> WRITTEN TASK 1:
In the listing, from the line containing "of the green" through the end of the listing, change "hydrangea" to "hosta" and write those lines out again with nothing else altered.

2. "I have given it to you on the altar to make atonement", kipper
Hebrew: לְכַפֵּר עַל־נַפְשֹׁתֵיכֶם, "to make atonement (kipper) for your souls (nepešōtēkem)."
The verb kipper (H3722, kpr) is the technical OT atonement vocabulary. Etymological dispute (cover / wipe-clean / ransom, Milgrom and Levine debate Akkadian kapāru "wipe" vs Arabic kafara "cover" cognates), but the functional meaning is established by usage: kipper names the cultic act by which YHWH-priest-and-blood-offering effects forgiveness for sin. The cognate noun kapporet (H3727) is the gold cover on the Ark of the Covenant, the mercy seat / propitiatory, onto which the high priest sprinkled the Day-of-Atonement blood (Lev 16:14-15). The vocabulary is dense: God gave (active divine grant: Hebrew netattīw) the blood AS the appointed means of kipper. This is divine initiative-and-provision atonement, not human-effort earning of forgiveness.
3. "For it is the blood by reason of the life that makes atonement", the substitution principle
Hebrew: כִּי הַדָּם הוּא בַּנֶּפֶשׁ יְכַפֵּר, "for the blood it (is) by-the-life that-makes-atonement."
The cryptic ba-nepeš construction has been debated for centuries. Two leading readings:
- Substitutionary reading (Wenham NICOT Leviticus 1979; Dennis Tucker; majority Christian-Reformed scholarship): the blood atones because a life is given in place of the offerer's life; substitution is the mechanism. Translated as "by reason of the life" / "because of the life given."
- Identification reading (Milgrom Leviticus AB 1991; some Jewish scholarship): the blood atones as the life-bearer, the blood-as-life is what makes the offering valid for atonement. Translated as "as the life" / "qua life."
The two readings are not mutually exclusive, both affirm that the blood is the atoning element because it is the seat of life. The Christian theological tradition has overwhelmingly emphasized the substitutionary reading because it grounds the typological connection to Christ's once-for-all substitutionary death (Heb 9:22, "without the shedding of blood there is no forgiveness"; Heb 9:12-14, Christ's own blood as the ultimate atoning offering).

> WRITTEN TASK 2:
Answer these questions from the passage on atonement:
(a) What Strong's number does it give for the verb kipper?
(b) What is the cognate noun kapporet?
(c) Which of the two readings of the ba-nepeš construction is attributed to Milgrom's Leviticus (AB 1991)?

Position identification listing
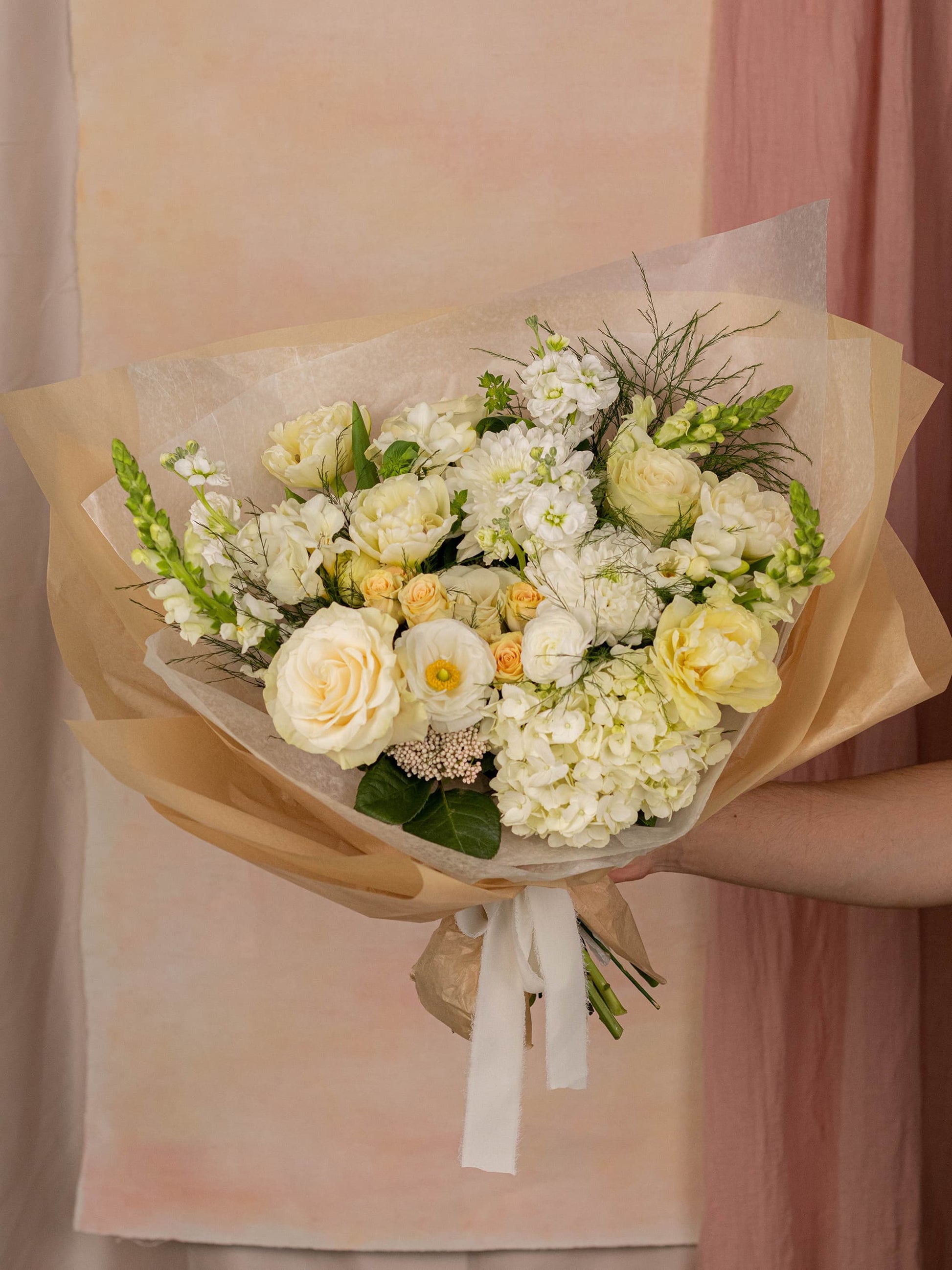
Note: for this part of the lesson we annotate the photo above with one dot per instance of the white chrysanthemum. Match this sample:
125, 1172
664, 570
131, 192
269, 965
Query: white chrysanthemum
613, 576
449, 669
563, 389
443, 431
403, 520
285, 549
579, 771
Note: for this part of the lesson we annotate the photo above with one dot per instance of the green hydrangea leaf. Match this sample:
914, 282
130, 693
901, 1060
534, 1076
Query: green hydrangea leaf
460, 820
390, 794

> PROBLEM SOLUTION 1:
Note: for this part of the lesson we annotate the photo above with one dot per instance of the green hosta leaf. Match this sample:
914, 282
130, 693
901, 1060
534, 1076
Query: green hosta leaf
460, 820
390, 794

> PROBLEM SOLUTION 2:
(a) H3722
(b) The gold cover on the Ark of the Covenant, the mercy seat or propitiatory
(c) The identification reading